Instruction: Edit the rows below by replacing each occurrence of "mask_request" with "segmentation_request", leaving all other text unchanged.

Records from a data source
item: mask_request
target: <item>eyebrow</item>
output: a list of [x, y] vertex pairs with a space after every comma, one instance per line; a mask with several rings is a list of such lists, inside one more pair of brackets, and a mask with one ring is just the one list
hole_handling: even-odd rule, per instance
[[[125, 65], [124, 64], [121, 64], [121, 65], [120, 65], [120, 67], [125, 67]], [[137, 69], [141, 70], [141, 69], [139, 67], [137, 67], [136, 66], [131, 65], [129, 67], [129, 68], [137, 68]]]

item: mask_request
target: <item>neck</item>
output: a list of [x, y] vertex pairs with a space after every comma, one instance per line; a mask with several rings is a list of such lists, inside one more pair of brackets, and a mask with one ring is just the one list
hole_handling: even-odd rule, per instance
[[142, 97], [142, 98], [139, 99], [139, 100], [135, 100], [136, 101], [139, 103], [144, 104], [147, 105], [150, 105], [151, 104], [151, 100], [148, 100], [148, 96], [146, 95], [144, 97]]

Response below:
item: segmentation_request
target: <item>eyebrow</item>
output: a list of [x, y] vertex pairs with a space after every comma, one instance per line; a mask with several rings is a list of such lists, inside one more pair of brackets, and a mask with one ring is just the one list
hole_handling: even-odd rule, per instance
[[[125, 65], [124, 64], [121, 64], [121, 65], [120, 65], [120, 67], [125, 67]], [[137, 69], [141, 70], [141, 69], [139, 67], [137, 67], [136, 66], [131, 65], [129, 67], [129, 68], [137, 68]]]

item: segmentation_request
target: <item>neck</item>
output: a list of [x, y] vertex pairs with a space after every comma, one instance per line; a mask with several rings is a list of such lists, inside one more pair of brackets, and a mask with one ring is just the one list
hole_handling: even-odd rule, per instance
[[142, 97], [142, 98], [139, 99], [139, 100], [135, 100], [136, 101], [139, 103], [144, 104], [147, 105], [150, 105], [151, 104], [151, 100], [148, 100], [148, 96], [146, 95], [144, 97]]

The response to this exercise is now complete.